Exercise brief:
Count the lines in the entries below that contain the word "chair". Reply with the number alone.

Start Dataset extract

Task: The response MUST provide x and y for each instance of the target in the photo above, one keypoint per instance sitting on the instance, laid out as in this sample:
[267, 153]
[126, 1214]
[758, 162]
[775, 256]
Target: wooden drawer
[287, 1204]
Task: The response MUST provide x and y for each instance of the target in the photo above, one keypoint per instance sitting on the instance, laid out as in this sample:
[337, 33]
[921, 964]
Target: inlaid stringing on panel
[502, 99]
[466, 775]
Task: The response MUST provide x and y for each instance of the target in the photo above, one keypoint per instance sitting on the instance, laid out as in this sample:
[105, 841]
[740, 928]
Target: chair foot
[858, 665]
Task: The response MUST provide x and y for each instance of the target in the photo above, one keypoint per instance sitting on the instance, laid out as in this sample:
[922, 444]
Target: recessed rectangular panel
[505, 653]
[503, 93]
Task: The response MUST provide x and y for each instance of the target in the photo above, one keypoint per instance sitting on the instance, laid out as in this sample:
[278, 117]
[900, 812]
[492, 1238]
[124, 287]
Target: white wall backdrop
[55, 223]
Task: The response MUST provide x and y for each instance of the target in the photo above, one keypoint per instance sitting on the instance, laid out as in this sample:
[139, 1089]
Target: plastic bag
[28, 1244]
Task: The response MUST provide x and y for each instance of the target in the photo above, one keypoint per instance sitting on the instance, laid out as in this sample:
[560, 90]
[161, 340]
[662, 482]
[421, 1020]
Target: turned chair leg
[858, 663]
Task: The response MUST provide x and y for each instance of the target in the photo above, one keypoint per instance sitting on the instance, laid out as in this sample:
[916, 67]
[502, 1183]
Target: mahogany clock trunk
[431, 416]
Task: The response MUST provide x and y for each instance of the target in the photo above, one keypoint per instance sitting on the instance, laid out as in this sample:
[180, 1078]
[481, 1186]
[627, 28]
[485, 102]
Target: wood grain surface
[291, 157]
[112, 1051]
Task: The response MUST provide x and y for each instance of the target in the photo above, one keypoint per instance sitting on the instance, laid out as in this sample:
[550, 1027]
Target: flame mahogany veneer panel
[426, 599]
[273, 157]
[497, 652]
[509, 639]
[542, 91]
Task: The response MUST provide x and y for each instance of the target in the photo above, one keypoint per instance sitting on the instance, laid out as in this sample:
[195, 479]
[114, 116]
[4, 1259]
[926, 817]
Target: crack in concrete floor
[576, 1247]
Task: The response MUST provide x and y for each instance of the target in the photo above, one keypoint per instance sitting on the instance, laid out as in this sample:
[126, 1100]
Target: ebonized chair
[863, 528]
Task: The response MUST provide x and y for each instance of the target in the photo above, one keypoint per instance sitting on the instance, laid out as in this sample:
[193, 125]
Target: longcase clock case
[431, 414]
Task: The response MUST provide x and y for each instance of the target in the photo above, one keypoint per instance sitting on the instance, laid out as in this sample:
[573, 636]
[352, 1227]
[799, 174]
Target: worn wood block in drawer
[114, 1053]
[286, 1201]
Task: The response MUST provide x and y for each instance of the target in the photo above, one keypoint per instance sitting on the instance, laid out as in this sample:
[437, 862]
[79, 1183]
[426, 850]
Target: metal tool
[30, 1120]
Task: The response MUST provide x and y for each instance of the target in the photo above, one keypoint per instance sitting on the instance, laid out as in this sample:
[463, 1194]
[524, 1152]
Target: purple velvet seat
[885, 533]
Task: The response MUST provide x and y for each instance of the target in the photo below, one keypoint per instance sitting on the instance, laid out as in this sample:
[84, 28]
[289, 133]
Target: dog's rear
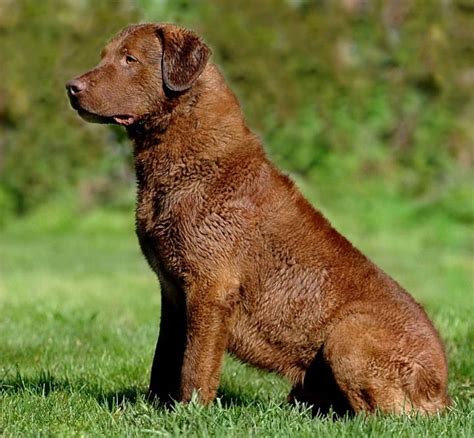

End Dataset extract

Output for this exercise:
3